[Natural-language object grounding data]
○ ○ ○

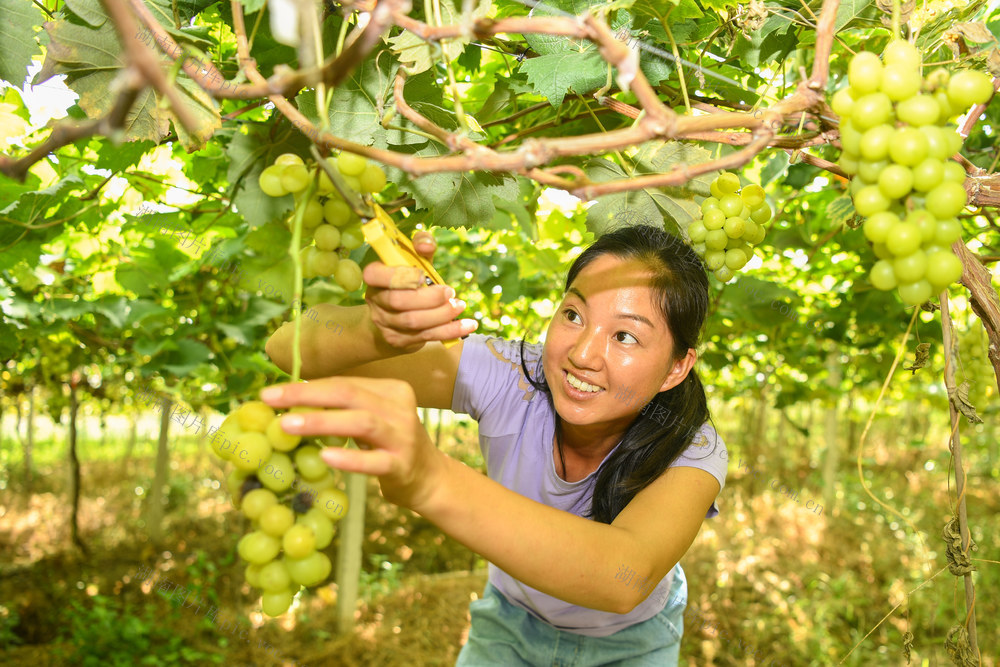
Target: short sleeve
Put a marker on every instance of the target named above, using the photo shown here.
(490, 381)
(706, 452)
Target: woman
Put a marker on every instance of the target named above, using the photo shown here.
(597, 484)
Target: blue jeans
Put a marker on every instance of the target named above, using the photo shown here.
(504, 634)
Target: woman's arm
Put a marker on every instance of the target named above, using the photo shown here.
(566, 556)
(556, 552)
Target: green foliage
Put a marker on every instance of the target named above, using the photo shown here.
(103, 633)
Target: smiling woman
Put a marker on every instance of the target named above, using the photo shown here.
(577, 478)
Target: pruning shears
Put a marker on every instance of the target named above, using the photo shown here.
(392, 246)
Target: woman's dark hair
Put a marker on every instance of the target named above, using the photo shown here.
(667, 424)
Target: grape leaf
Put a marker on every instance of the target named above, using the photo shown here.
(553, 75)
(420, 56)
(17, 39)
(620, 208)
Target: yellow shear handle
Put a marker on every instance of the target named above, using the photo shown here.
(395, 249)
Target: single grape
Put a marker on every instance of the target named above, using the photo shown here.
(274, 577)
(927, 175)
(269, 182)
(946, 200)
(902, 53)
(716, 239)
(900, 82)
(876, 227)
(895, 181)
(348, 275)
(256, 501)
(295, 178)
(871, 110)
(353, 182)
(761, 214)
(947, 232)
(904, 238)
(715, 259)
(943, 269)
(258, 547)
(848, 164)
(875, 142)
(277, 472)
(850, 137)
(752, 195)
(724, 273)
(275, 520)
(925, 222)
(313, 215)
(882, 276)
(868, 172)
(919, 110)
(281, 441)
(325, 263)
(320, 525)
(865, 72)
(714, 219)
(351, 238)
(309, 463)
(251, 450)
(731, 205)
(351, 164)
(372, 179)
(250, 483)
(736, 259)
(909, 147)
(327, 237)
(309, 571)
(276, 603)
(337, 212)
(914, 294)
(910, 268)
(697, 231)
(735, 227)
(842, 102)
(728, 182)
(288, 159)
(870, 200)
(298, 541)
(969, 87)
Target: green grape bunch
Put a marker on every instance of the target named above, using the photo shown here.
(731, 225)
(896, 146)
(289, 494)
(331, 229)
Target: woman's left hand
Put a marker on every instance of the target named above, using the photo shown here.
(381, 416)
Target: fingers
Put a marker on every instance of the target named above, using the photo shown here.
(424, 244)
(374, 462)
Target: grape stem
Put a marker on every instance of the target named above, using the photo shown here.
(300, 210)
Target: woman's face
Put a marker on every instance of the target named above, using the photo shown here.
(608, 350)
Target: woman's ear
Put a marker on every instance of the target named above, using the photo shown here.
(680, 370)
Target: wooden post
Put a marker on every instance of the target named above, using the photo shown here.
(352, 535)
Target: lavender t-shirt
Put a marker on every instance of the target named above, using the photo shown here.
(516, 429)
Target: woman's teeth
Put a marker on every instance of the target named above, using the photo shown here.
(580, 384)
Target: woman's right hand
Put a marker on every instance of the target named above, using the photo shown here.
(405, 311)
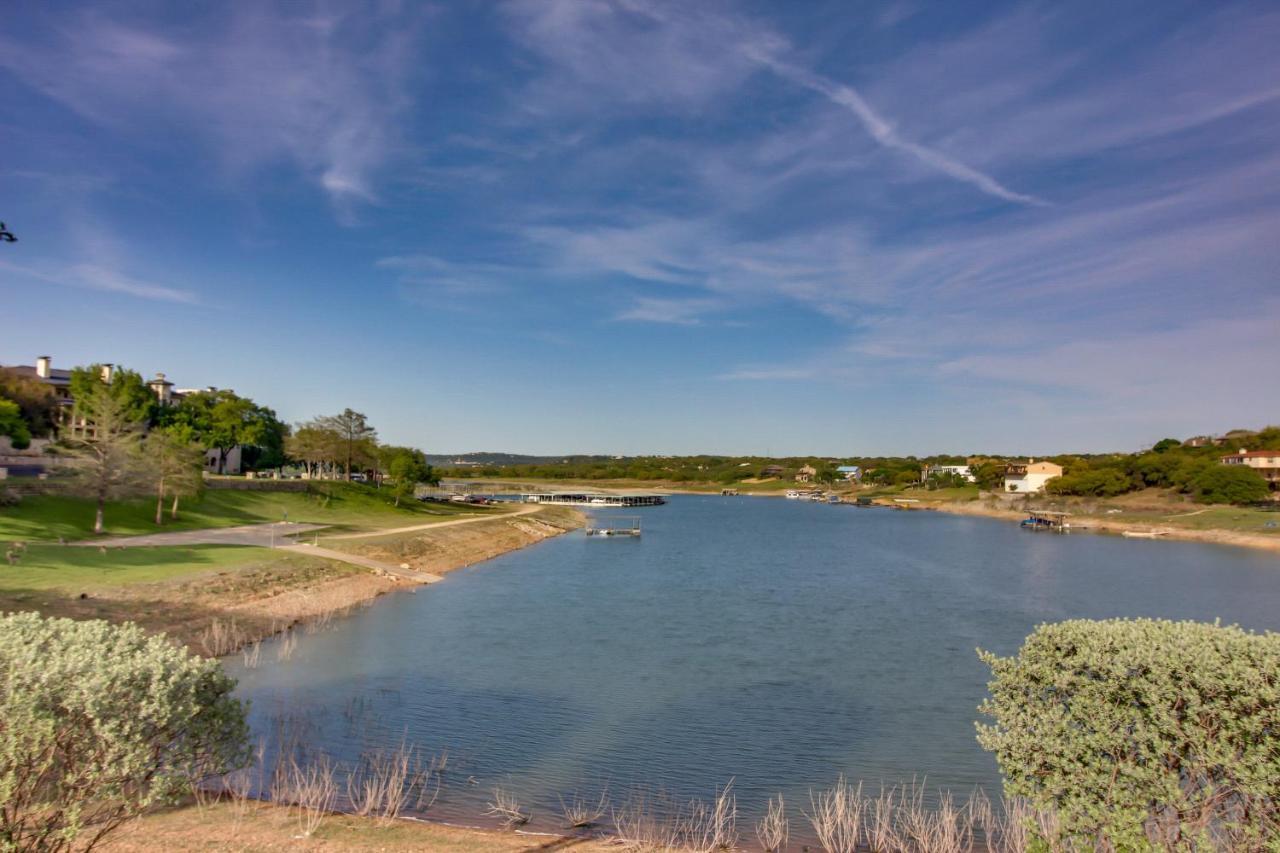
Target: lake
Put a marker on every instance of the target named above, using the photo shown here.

○ ○ ○

WHAT THE EXERCISE ASKS: Would you provide an exact, picture-free copy of the data above?

SOLUTION TO THE EXERCISE:
Target: short sleeve
Put a marker on every instance of the target named above, using the photo shown here.
(490, 381)
(706, 452)
Target: woman
Put a marker on every instance of the target named above, using the photo shown here.
(597, 484)
Target: blue jeans
Put a marker on every instance of the target named above, using the photo shown here.
(504, 634)
Target: woman's arm
Put a marker on every instance of the target named above, using the photo shown here.
(566, 556)
(556, 552)
Target: green foliage
Put a marker on every instance of the target named above, using the photo shown here.
(103, 633)
Target: smiling woman
Put a marker on every instance of the target named above, using the photo shown here.
(577, 478)
Target: pruning shears
Put a marker on every instance of the target named above, using the photo shown here.
(392, 246)
Target: woman's dark hair
Put a marker on every instance of the target named above, using the photo shown here.
(667, 424)
Target: grape leaf
Put a marker on every instance of the target named above, using the photo shown here.
(553, 75)
(420, 56)
(17, 39)
(620, 208)
Target: yellow shear handle
Put a marker on every instance of the target named above, using the photo shown here.
(395, 249)
Target: single grape
Put a marker on every instance of the target named above, using the photo shown here.
(274, 577)
(927, 175)
(269, 182)
(946, 200)
(902, 53)
(716, 239)
(900, 82)
(876, 227)
(895, 181)
(348, 275)
(256, 501)
(295, 178)
(871, 110)
(353, 182)
(761, 214)
(947, 232)
(904, 238)
(715, 259)
(943, 269)
(258, 547)
(848, 164)
(875, 142)
(277, 472)
(850, 137)
(752, 195)
(724, 273)
(275, 520)
(925, 222)
(313, 215)
(882, 276)
(868, 172)
(919, 110)
(281, 441)
(325, 263)
(320, 525)
(865, 72)
(714, 219)
(351, 238)
(309, 463)
(251, 450)
(731, 205)
(351, 164)
(372, 179)
(250, 483)
(736, 259)
(909, 147)
(327, 237)
(309, 571)
(276, 603)
(337, 212)
(914, 294)
(910, 268)
(697, 231)
(735, 227)
(842, 102)
(728, 182)
(288, 159)
(870, 200)
(298, 541)
(969, 87)
Target: green grape bunch
Put a marker on every instance of the target named above, using the photo shown here.
(731, 225)
(896, 146)
(289, 494)
(331, 229)
Target: woman's left hand
Put a marker on every instance of the target named above, using the photo shown here.
(381, 416)
Target: fingers
Put a marker on every instance of the target named above, using the photo shown here.
(424, 244)
(374, 462)
Target: grape stem
Put a marker on every instance of the target named above, using the photo shown here.
(300, 210)
Target: woman's face
Put a marker on every instance of the target named above, using the photo shown here.
(608, 350)
Target: woman's ear
Put a marker on every instance of the target named above, using the photo shown here.
(680, 370)
Target: wooden post
Put a marker on every instance of the target named above, using the photo shown here.
(352, 535)
Target: lavender t-shirt
Put a marker on every instance of the target named above, using the photo shown here.
(516, 429)
Target: woman's teeth
Put a marker on every instance of the target named above, using the photo shown here.
(580, 384)
Target: woman's right hand
Put a marker on every instance of the target named above, using the photo shown here.
(405, 311)
Target: lake
Put a marker on every instance of the target named above, using the photo shown here.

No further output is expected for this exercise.